[The data Boundary: Start]
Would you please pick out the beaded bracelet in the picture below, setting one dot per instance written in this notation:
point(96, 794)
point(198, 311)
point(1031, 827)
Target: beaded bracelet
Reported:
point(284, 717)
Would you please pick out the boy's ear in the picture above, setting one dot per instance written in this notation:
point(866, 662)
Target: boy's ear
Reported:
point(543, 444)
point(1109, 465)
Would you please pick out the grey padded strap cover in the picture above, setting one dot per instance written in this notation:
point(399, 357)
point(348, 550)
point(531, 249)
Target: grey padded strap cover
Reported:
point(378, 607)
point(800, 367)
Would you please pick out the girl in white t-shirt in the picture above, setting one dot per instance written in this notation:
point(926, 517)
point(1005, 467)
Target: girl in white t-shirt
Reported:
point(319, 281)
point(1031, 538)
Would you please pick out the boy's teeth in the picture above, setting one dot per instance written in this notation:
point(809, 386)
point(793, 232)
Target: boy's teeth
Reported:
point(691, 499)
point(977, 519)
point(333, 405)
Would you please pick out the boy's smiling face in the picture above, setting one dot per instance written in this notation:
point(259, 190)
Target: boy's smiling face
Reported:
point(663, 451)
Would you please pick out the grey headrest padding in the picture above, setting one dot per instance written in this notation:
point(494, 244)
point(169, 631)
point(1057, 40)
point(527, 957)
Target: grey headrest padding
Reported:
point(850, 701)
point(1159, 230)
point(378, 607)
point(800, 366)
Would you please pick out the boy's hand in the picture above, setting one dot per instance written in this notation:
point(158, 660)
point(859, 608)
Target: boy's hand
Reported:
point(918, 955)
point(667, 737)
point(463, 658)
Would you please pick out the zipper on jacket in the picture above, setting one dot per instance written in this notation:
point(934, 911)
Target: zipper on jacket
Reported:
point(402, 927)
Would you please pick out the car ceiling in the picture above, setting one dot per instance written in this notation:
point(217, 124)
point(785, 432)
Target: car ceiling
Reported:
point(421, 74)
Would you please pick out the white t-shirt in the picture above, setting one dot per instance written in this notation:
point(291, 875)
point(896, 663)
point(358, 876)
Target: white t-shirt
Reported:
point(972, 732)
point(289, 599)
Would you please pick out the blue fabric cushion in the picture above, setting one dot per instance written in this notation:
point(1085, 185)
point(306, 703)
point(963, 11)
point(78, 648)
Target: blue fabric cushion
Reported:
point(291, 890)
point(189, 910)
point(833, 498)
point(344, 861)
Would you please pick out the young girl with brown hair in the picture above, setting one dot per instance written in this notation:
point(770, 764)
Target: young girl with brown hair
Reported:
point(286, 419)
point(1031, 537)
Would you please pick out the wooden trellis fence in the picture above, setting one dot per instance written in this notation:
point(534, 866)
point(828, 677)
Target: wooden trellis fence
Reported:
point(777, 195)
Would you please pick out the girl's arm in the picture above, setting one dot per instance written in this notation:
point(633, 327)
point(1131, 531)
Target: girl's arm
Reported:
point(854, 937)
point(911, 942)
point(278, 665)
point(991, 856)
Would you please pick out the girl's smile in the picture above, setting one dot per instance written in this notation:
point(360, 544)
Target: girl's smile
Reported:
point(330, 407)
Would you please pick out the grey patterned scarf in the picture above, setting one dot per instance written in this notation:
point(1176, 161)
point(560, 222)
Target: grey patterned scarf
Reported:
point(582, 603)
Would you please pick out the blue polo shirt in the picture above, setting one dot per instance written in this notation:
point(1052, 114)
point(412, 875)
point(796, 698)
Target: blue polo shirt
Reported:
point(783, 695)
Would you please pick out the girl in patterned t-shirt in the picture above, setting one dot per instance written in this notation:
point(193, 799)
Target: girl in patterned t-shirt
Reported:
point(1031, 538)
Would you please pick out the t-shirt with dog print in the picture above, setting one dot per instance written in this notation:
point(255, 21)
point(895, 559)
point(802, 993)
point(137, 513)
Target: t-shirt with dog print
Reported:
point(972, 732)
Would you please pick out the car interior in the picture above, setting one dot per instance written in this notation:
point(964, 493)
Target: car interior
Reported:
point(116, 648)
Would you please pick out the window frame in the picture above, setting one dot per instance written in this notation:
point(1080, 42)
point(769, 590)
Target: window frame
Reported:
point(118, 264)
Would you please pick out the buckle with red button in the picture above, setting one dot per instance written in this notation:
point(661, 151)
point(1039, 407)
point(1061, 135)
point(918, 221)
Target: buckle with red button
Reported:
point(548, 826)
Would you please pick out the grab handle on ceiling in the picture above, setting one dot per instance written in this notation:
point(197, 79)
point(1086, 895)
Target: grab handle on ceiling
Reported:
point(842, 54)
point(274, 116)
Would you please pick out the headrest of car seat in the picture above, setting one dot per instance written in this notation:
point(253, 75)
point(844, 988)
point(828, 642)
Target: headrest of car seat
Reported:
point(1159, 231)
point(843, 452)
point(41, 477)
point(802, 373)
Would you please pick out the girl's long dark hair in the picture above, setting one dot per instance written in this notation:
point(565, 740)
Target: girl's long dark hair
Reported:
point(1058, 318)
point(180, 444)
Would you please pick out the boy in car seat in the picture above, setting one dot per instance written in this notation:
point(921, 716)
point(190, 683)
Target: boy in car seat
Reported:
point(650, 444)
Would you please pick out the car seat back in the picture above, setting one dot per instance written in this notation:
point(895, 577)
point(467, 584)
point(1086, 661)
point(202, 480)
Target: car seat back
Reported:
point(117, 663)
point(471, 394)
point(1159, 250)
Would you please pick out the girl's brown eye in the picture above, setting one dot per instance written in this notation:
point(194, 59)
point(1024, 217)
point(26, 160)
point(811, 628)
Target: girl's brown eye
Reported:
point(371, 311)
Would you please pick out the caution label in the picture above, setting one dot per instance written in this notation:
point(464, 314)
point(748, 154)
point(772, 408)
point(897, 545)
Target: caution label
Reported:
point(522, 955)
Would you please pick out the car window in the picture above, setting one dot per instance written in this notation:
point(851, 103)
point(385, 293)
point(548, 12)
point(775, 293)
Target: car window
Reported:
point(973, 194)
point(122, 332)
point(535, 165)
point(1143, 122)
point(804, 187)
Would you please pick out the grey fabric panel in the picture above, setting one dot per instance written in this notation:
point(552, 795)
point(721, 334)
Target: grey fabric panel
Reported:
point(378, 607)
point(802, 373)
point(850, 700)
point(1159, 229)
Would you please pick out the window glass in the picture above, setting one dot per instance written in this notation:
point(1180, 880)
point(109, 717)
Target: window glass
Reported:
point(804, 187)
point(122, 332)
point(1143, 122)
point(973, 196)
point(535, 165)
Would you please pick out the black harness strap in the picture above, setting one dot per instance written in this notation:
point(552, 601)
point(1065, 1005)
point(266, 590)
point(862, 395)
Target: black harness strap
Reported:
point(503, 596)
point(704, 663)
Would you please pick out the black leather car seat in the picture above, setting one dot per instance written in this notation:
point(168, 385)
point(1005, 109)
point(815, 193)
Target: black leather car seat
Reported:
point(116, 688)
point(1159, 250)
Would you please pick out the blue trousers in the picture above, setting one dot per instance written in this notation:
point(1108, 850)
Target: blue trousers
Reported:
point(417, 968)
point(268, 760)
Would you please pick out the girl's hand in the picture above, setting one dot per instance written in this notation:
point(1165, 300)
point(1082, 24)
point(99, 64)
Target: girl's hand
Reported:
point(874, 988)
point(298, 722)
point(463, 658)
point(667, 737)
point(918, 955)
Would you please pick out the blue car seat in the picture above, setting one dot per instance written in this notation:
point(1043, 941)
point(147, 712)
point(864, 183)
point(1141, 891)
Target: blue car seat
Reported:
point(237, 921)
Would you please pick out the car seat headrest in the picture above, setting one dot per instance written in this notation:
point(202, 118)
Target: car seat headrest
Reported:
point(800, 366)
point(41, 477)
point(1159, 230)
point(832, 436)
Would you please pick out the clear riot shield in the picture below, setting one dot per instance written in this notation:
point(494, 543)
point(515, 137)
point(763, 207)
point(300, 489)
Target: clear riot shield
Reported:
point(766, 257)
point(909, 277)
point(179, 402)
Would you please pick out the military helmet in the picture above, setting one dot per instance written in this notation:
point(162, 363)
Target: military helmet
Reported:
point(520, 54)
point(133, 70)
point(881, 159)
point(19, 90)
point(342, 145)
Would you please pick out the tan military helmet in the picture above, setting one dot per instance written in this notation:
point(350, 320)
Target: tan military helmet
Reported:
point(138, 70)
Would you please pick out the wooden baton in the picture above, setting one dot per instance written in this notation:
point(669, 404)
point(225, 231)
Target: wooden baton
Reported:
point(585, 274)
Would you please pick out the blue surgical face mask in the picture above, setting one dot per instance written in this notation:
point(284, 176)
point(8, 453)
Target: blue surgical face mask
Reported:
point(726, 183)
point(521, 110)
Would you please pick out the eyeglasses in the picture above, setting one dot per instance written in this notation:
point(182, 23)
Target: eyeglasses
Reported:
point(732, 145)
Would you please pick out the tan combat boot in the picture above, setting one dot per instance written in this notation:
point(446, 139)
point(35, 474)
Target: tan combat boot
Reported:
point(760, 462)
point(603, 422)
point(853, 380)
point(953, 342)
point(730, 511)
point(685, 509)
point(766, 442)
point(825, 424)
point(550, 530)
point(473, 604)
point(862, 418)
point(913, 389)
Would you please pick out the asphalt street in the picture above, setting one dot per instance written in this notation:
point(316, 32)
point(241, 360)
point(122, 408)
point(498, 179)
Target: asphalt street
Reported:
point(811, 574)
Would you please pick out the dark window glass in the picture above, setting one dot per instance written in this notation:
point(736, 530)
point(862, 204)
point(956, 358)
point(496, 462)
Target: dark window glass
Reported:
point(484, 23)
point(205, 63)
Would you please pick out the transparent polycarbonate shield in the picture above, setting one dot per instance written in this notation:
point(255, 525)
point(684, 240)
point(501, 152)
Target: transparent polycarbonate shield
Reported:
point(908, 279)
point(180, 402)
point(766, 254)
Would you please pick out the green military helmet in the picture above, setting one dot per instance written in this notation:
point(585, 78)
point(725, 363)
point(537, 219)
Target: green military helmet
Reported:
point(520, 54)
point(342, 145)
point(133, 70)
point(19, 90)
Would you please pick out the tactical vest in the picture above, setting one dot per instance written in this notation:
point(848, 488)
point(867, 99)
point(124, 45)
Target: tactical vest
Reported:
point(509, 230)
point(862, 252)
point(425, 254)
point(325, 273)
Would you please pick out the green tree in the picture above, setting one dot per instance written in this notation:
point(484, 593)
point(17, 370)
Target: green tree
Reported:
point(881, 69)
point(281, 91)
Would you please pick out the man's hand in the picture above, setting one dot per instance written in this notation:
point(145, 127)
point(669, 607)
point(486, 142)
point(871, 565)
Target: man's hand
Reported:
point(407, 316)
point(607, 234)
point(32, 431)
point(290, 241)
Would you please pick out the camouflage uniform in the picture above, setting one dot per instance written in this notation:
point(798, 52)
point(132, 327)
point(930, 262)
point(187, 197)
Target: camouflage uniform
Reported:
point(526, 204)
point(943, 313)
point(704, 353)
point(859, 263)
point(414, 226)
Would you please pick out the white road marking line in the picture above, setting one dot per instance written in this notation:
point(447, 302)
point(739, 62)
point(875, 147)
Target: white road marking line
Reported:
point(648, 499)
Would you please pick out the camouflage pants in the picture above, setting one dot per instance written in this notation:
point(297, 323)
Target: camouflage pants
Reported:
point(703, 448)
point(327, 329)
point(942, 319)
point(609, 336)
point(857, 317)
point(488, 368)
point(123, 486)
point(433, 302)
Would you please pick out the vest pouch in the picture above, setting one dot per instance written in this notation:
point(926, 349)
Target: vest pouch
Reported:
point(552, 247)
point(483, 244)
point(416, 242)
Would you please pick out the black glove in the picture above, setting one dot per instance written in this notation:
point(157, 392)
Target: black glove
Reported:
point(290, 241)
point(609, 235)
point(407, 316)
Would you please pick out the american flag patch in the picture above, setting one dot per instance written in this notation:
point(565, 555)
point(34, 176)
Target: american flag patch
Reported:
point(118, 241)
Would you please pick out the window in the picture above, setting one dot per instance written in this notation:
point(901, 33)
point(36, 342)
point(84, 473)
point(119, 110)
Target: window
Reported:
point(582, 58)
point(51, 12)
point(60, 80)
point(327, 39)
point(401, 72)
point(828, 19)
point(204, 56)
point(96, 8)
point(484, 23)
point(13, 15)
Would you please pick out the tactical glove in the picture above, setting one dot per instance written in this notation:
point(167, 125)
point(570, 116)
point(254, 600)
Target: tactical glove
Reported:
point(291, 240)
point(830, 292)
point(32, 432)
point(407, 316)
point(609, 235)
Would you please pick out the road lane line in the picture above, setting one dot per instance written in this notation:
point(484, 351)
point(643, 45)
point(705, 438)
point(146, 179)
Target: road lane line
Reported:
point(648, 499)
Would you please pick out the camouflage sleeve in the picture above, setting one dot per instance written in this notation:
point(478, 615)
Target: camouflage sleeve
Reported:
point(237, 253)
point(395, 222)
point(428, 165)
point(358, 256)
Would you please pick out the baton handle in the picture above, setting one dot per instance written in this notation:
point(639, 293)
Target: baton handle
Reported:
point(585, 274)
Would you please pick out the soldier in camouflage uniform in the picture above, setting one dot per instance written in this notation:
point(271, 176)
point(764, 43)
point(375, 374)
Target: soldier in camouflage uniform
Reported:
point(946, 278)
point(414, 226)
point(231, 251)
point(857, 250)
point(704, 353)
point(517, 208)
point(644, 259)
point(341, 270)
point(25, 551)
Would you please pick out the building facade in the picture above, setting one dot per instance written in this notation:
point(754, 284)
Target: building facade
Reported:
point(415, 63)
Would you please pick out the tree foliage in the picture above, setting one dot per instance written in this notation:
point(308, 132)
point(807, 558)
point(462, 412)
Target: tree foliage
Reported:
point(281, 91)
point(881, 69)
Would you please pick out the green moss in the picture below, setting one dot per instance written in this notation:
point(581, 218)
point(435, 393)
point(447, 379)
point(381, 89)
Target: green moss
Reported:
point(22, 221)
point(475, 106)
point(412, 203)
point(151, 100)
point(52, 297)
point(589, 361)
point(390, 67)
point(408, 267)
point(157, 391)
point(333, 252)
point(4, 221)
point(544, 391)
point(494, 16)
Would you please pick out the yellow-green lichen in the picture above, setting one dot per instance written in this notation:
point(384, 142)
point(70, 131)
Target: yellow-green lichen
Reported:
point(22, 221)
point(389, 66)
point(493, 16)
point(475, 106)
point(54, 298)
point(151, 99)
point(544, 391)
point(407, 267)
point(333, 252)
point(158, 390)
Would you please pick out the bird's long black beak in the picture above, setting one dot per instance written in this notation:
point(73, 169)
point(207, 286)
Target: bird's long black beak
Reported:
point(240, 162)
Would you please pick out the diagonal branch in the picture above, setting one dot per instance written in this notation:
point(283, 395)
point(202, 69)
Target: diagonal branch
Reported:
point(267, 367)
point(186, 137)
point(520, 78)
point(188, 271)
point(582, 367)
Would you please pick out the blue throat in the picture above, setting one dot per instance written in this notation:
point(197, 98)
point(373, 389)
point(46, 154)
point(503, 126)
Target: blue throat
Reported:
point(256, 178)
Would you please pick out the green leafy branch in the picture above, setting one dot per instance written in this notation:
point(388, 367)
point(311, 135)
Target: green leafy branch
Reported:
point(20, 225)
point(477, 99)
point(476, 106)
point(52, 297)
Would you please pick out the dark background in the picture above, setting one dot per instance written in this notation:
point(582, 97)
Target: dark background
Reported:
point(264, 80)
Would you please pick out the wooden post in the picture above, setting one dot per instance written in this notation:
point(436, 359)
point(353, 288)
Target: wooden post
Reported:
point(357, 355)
[The data Boundary: End]
**What is required**
Within the entries, find all lines holding "smile" and copy each one.

**Response to the exercise**
Would you please pick out the girl's smile in the picture above, setting one dot per instance written in this notation:
Target: girl's smile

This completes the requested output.